[Study text]
==================================================

As she explains, the research indicates that a shared family meal leads to the strengthening of family bonds, the deepening of relationships, and higher levels of satisfaction and effectiveness among family members. According to Weinstein, the research shows that eating ordinary, average, everyday supper with your family is strongly linked to lower incidents of bad outcomes such as teenage drug and alcohol use, and to good qualities like emotional stability. It correlates with kindergartners being better prepared to learn to read and apparently even trumps, for them, getting read to. Regular family supper also helps keep your kids out of hospital because it discourages both obesity and eating disorders. It supports your staying more connected to your extended family, your ethnic heritage, your community of faith.

Weinstein is not ignorant about the complexities of modern family life. She does point back to a golden age of shared family meals in the past, but she acknowledges that families now find themselves drawn in too many directions all at once. In once sense this is the larger problem, and the eclipse of the family meal is only a symptom of what has gone badly wrong. In reality, families did not merely decide to stop eating together. The rhythms, complexities, and chaos of today's lifestyles simply produced a reality that made shared family meals almost impossible.

Any number of factors play a role in marginalizing shared family meals, but Weinstein points to some of the most easily identifiable among these factors. For parents, the issue is often work schedules and fatigue. As millions of mothers have moved into the workforce, the elaborate ritual of the nightly family meal has often given way to the urgency of getting family members fed as a necessity of human need--rather than as the focus of a shared event. For adults, evening hours are often filled with extended work, social commitments, and the practicalities of keeping life together in the midst of frenzied lifestyles. For kids, the problem areas are after-school sports, time with their friends, and/or time locked away in a bedroom with headphones on, consumed with themselves.

In essence, our modern culture has turned us into people who do more than frequent “drive-thru” lanes—we have become “drive-thru” people reproducing ourselves in “drive-thru” families.

Parents have forgotten that family meals fulfill more than the function of feeding the family. In years past, it was in the intimate sphere of the shared meal that children learned how to engage in conversation and how to enjoy the experience of hearing others talk. The family meal became the context for sharing the events of the day, for dealing with family crises, and for building the bonds that facilitate family intimacy. Parents taught children how to think about the issues of the day by making these a part of the conversation that was shared around the table. Gentle admonitions and direct correction taught children how to respect others while eating, instilling an understanding of the basic habits that encourage mutual respect and make civilization possible.

Interestingly enough, a 1996 study by the national Center on Addiction and Substance Abuse at Columbia University [CASA] intending to see what differentiated kids involved in substance abuse from those who were not, stated, "Kids who eat more family dinners do better than those who eat a few. Kids who share a few dinners weekly do better than the ones who have none at all."

So, if you are not in the habit of eating dinner together as a family or at least one meal a day as a family, perhaps this would be a good time to start. Oh, and is there a biblical basis for this? I think there is. I think that Hebrews 10:25 has more in mind than just the fellowship of the church. I think that when we neglect to take adequate time with our families and especially when we neglect to sit down together to share a family meal we are forsaking the assembling of ourselves together. In fact, we are beginning to look a lot like the world in terms of family life and this is probably why so many Christian kids are going the way of the world.

One more thing, if your family is just too busy to share a meal together—your family is too busy!

==================================================

[Excerpted records]

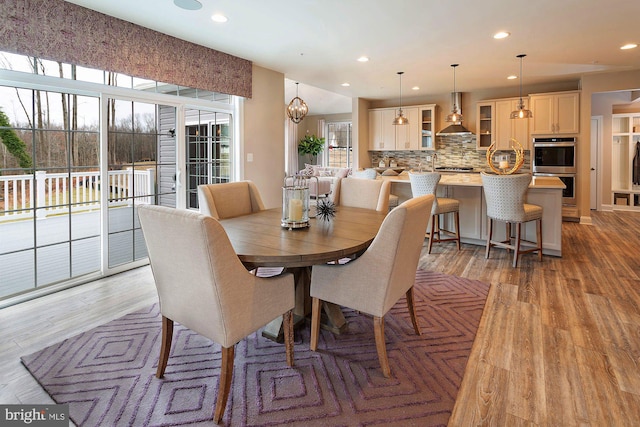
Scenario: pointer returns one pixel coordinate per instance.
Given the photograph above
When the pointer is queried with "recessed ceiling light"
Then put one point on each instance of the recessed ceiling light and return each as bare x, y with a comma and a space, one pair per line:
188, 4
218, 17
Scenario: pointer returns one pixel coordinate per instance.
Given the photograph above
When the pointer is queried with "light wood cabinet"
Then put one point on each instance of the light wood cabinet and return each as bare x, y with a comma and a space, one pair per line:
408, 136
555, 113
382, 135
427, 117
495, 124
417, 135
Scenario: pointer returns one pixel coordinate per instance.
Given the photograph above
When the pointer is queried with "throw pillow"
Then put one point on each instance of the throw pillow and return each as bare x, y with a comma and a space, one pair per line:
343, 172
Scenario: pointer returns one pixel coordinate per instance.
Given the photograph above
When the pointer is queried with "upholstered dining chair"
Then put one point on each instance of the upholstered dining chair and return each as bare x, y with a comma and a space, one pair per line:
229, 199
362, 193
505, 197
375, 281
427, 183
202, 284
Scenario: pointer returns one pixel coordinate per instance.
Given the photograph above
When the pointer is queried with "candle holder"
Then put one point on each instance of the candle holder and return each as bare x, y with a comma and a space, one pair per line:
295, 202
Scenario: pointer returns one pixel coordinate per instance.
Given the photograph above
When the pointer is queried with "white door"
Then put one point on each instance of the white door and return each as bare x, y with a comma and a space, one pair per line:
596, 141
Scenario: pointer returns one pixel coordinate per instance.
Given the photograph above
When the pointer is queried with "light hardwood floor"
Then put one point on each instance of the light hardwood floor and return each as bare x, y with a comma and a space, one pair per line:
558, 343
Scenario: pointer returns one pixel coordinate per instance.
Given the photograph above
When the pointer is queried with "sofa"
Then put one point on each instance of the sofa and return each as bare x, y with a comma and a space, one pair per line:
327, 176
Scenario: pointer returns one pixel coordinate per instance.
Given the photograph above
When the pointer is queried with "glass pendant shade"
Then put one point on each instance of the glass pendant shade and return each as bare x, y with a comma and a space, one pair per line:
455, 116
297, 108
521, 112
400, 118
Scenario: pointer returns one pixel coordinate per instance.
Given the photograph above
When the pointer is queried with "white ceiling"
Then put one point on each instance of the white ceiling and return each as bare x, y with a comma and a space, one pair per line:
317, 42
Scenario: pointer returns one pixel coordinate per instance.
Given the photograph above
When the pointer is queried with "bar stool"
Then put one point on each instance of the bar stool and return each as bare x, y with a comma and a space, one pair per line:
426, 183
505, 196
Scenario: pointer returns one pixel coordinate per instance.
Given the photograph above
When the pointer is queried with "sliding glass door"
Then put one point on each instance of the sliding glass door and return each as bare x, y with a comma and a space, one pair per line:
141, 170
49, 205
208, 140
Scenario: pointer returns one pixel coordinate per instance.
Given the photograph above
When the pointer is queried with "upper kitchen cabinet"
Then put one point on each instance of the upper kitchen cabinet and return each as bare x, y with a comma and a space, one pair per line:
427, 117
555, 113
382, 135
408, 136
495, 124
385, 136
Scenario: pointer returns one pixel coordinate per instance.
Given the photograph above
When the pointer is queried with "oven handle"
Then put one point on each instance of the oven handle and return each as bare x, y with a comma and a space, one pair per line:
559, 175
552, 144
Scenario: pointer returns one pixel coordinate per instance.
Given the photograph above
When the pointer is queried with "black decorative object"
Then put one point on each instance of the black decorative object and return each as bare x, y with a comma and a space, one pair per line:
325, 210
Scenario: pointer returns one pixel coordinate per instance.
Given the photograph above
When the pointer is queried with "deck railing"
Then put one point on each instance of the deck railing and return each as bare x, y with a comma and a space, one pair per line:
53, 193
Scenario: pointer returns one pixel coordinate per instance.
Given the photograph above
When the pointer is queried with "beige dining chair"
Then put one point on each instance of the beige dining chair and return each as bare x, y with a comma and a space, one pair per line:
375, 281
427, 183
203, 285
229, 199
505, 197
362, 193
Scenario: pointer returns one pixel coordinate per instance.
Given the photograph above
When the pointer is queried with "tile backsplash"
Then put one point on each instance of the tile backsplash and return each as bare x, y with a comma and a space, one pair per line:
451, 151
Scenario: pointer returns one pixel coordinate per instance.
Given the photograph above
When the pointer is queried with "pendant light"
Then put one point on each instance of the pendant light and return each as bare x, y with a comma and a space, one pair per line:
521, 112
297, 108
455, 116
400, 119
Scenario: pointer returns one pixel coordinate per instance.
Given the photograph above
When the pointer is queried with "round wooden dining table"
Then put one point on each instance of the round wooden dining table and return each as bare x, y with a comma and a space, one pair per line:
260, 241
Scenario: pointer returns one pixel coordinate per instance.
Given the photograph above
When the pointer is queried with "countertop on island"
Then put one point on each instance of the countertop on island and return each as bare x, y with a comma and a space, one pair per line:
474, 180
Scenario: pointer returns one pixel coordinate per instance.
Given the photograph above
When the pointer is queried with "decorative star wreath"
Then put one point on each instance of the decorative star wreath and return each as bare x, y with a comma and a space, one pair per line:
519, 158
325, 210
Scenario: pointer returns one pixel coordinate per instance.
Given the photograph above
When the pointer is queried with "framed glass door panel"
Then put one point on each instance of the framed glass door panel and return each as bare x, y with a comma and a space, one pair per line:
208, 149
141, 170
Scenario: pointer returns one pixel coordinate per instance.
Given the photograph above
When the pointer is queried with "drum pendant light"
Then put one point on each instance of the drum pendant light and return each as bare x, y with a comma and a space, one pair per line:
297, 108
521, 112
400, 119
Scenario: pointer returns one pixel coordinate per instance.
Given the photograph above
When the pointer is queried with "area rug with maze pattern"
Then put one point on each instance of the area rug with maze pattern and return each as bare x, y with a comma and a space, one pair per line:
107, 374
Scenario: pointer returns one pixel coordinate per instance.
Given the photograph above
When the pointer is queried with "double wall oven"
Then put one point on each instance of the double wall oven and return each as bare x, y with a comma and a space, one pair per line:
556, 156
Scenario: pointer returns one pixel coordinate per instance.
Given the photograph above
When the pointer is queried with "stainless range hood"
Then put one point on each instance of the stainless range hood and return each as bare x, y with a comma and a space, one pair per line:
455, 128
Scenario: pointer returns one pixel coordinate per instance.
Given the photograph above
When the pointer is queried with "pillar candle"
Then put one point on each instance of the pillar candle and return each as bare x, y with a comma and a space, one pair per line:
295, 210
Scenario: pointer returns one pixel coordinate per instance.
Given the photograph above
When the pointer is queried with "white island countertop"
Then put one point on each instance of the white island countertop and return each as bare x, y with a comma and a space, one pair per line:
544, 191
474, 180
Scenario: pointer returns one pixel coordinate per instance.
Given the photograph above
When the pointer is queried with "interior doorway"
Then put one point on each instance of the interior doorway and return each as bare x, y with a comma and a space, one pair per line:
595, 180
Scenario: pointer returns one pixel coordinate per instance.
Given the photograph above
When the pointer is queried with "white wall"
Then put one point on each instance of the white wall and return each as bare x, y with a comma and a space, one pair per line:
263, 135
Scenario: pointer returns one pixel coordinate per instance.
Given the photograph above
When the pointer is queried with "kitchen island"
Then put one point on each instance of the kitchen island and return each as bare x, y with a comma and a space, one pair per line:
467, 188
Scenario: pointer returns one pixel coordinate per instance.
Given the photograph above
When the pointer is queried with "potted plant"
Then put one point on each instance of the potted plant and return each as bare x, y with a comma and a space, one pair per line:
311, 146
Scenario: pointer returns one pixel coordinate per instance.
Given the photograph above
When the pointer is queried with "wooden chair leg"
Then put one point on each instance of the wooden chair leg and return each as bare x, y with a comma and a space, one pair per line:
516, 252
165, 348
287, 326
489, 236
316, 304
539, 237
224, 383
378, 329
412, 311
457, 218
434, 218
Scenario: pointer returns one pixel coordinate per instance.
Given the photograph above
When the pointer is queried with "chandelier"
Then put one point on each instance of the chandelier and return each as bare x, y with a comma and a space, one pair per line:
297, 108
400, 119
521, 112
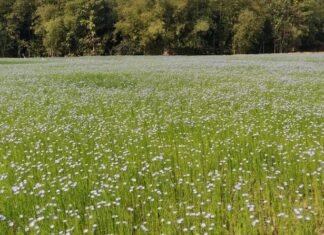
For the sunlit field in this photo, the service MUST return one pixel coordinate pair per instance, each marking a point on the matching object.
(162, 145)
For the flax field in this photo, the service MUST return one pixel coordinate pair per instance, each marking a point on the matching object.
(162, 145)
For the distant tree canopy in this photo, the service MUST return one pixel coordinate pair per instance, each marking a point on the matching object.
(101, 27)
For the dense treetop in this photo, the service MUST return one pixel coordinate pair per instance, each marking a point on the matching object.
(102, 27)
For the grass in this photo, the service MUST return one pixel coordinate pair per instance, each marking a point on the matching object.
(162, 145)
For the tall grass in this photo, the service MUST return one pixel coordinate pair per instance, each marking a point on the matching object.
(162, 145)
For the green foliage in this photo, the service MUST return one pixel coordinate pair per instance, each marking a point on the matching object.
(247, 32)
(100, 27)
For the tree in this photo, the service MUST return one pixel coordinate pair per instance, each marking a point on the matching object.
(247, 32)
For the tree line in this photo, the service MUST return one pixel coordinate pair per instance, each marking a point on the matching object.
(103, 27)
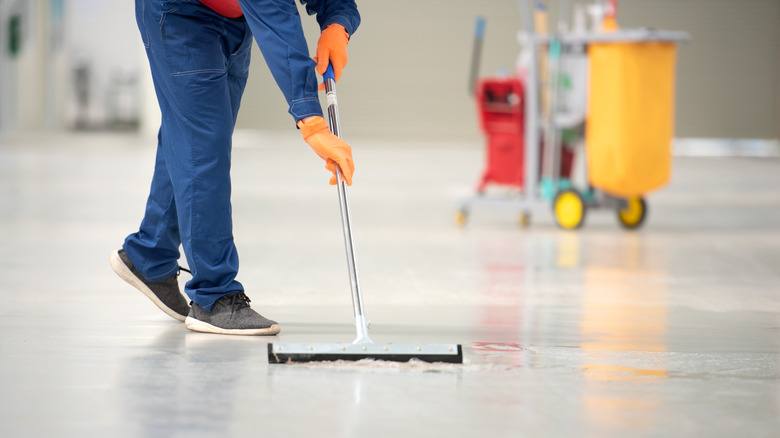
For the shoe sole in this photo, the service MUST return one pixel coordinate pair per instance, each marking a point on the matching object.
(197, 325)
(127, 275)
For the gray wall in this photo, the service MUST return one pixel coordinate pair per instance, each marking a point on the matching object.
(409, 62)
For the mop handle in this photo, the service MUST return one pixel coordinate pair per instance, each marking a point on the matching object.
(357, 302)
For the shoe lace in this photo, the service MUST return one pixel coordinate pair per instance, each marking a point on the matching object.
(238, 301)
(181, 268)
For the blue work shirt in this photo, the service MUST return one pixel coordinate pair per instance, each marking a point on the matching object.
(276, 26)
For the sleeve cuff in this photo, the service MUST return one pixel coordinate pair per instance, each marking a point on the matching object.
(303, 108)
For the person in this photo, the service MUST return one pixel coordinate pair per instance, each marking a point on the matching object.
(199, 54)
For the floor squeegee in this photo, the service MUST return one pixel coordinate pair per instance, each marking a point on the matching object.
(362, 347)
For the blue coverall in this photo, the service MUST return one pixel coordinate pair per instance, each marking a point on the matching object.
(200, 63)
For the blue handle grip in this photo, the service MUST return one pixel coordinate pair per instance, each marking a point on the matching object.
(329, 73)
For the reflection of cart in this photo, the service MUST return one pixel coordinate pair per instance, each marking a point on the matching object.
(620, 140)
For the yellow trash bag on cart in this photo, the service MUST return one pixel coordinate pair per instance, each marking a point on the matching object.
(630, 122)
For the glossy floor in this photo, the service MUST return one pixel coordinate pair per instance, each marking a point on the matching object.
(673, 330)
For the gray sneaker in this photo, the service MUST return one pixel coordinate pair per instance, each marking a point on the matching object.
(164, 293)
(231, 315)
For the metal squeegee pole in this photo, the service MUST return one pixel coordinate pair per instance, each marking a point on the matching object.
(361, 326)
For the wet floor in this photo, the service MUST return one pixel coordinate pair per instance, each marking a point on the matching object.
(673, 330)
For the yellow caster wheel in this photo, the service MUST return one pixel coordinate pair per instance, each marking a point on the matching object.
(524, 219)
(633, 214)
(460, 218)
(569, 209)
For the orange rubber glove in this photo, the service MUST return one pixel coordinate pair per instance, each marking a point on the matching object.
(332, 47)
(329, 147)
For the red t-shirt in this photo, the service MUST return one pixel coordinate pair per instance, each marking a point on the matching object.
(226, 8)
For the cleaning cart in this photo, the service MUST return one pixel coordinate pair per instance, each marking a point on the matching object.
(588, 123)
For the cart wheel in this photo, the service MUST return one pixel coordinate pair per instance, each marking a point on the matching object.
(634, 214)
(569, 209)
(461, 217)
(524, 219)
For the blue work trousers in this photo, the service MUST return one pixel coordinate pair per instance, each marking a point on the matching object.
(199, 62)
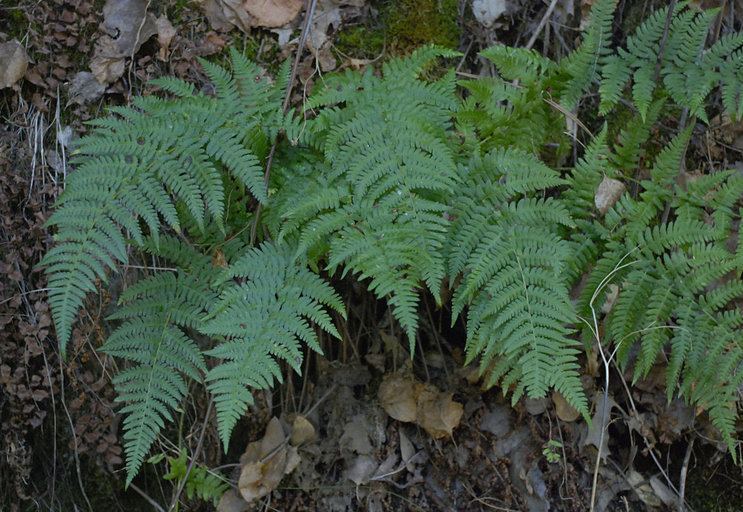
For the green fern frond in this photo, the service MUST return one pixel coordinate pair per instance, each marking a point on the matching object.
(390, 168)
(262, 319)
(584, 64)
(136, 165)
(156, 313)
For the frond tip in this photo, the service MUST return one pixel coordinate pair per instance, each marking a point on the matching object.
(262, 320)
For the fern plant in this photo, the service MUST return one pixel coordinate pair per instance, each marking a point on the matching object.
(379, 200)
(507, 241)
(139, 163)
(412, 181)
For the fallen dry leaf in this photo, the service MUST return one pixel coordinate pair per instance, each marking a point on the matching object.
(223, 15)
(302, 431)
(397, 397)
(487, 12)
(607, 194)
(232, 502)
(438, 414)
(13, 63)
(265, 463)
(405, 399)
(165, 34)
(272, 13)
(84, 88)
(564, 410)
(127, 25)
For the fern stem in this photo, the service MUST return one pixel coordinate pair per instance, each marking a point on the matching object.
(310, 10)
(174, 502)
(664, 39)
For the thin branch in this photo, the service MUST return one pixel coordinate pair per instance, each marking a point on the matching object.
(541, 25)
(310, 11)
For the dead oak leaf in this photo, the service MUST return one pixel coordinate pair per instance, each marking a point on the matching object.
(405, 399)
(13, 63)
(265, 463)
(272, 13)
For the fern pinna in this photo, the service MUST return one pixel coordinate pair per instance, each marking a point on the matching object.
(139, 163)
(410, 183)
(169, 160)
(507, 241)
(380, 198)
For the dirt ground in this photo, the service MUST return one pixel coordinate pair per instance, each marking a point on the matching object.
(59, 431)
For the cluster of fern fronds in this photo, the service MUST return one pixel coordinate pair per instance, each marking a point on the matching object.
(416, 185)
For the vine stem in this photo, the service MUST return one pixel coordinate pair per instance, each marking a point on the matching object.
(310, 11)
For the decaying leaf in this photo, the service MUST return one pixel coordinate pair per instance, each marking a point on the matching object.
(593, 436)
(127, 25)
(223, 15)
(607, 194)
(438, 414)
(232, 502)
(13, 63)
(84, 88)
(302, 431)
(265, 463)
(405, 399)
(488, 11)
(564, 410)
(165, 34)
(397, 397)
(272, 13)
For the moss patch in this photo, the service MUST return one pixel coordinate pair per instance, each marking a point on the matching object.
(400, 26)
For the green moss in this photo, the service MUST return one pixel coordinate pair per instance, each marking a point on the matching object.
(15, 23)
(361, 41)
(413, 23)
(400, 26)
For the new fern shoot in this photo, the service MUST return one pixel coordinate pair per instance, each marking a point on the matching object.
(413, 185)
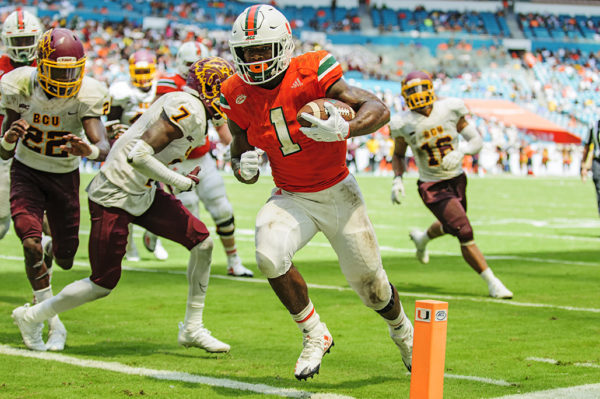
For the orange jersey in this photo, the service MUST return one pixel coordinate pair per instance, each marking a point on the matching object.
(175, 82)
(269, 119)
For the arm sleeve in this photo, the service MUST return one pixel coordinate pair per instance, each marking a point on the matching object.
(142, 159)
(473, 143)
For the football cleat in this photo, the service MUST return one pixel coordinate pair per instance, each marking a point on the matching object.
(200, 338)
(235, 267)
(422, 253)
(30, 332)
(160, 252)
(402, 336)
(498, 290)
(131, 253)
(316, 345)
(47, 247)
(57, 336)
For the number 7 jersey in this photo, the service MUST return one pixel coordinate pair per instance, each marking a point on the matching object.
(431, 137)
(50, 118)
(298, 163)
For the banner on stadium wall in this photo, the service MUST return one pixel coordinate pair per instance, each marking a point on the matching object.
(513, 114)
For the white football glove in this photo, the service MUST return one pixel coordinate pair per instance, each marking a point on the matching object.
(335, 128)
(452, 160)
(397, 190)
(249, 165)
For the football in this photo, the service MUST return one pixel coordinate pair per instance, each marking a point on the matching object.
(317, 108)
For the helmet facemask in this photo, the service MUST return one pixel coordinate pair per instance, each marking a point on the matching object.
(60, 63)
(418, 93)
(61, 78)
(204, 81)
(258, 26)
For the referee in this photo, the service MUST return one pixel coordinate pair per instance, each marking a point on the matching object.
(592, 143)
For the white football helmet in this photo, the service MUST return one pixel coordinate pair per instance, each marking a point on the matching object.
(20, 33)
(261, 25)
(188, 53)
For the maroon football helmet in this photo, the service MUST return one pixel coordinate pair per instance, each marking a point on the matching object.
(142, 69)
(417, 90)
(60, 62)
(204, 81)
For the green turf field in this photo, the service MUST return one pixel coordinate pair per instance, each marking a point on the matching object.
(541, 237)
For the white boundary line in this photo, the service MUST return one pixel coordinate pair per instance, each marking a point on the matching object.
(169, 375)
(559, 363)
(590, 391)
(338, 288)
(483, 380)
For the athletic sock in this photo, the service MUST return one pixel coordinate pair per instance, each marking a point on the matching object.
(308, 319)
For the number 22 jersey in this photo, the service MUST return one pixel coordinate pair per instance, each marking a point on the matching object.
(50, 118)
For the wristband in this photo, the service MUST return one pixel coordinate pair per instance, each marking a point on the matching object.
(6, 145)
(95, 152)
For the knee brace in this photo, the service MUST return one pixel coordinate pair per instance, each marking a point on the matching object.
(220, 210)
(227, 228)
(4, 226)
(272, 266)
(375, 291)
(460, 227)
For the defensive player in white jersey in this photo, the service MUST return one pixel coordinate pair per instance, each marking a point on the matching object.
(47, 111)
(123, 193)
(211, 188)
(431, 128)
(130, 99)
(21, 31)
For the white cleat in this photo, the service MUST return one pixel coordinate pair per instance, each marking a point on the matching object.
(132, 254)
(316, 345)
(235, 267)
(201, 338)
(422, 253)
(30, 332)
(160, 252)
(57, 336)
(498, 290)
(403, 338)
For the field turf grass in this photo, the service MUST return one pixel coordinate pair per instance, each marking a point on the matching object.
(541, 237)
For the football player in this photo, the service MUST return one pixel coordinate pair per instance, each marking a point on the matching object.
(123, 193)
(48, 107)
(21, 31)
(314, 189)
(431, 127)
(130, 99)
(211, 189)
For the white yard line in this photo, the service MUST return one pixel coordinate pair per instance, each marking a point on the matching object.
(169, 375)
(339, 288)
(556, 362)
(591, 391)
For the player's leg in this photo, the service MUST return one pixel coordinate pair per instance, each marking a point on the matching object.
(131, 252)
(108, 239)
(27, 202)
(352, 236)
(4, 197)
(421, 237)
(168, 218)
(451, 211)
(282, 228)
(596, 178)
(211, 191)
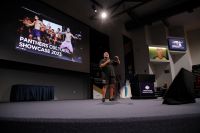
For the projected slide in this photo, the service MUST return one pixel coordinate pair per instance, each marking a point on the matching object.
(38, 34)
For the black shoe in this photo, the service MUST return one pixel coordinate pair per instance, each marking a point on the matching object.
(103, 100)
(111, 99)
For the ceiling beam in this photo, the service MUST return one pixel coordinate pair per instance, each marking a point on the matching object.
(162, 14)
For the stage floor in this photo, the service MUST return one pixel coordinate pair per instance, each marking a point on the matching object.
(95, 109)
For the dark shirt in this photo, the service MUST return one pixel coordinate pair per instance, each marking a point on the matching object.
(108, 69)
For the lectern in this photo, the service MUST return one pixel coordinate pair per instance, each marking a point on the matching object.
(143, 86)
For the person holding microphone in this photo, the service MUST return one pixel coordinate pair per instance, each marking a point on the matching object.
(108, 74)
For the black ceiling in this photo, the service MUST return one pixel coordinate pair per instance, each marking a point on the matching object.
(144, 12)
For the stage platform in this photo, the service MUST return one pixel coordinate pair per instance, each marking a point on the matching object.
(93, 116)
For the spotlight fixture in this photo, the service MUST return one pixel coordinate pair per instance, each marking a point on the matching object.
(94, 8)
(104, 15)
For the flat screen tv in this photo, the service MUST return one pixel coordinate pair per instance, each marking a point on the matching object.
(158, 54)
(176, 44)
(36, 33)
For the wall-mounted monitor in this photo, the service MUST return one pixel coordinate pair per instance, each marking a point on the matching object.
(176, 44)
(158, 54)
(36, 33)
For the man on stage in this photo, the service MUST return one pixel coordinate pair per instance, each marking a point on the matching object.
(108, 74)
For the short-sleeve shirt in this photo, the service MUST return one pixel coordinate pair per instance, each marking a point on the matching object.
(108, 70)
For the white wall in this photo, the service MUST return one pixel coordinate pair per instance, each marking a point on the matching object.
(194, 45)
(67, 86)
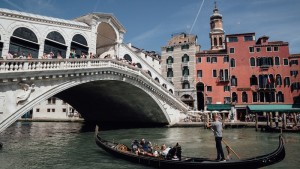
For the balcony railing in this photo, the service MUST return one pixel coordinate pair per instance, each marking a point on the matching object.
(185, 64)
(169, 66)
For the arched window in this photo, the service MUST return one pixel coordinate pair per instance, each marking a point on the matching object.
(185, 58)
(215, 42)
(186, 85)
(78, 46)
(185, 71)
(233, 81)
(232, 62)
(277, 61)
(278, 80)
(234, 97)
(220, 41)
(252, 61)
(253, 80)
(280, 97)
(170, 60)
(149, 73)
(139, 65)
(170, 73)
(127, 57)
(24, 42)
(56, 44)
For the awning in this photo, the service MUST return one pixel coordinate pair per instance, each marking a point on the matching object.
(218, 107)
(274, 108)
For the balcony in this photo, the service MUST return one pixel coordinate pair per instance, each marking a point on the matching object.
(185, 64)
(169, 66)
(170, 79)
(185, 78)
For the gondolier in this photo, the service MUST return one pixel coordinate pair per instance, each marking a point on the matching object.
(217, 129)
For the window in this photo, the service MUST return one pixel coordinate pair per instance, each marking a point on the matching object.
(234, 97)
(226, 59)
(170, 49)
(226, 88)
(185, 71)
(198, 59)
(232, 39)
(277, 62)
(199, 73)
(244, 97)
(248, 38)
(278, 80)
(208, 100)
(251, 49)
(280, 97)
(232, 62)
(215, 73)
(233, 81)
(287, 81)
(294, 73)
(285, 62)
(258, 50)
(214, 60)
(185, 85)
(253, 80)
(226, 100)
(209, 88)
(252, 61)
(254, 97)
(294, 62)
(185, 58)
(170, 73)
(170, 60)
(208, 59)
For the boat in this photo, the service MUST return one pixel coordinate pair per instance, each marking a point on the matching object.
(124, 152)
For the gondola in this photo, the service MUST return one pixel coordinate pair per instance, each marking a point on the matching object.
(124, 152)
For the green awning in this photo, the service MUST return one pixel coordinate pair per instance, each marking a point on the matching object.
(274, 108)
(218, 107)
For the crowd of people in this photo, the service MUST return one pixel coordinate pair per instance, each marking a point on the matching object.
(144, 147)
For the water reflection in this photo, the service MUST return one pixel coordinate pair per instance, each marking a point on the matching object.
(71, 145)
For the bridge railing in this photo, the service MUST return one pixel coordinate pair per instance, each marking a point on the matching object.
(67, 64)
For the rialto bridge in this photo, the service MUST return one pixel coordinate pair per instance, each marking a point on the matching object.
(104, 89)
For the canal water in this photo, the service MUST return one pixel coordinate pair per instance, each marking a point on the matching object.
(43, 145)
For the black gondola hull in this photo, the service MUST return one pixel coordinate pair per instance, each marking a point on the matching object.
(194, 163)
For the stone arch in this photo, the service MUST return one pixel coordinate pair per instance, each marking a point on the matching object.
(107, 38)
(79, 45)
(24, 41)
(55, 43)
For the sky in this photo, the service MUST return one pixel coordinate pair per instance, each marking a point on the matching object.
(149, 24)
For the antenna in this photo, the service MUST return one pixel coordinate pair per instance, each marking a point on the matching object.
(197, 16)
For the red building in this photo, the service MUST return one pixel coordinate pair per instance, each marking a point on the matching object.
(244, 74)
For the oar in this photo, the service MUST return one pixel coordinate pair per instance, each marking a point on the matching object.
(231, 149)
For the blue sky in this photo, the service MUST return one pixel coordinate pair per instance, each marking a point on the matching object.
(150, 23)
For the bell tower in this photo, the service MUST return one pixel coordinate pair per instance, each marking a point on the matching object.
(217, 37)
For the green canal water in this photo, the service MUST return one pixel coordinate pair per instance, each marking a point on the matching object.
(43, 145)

==================================================

[Things to do]
A) Summarize the passage on family meals in two sentences.
B) Decide whether each statement agrees with the passage on family meals, and quote the words that settle it: (i) Families merely decided to stop eating together. (ii) The Columbia University study on substance abuse dates from 1996. (iii) Regular family supper discourages both obesity and eating disorders.

[Outputs by task]
A) According to Weinstein, research links regular shared family meals to stronger family bonds, fewer bad outcomes such as teenage drug and alcohol use, and better readiness to learn to read, but work schedules, fatigue, after-school sports and the chaos of today's lifestyles have made such meals almost impossible. The author urges families to start eating together, finds a biblical basis for this in Hebrews 10:25, and concludes that a family too busy to share a meal is too busy.

B)
(i) No: "In reality, families did not merely decide to stop eating together."
(ii) Yes: "a 1996 study by the national Center on Addiction and Substance Abuse at Columbia University"
(iii) Yes: "because it discourages both obesity and eating disorders"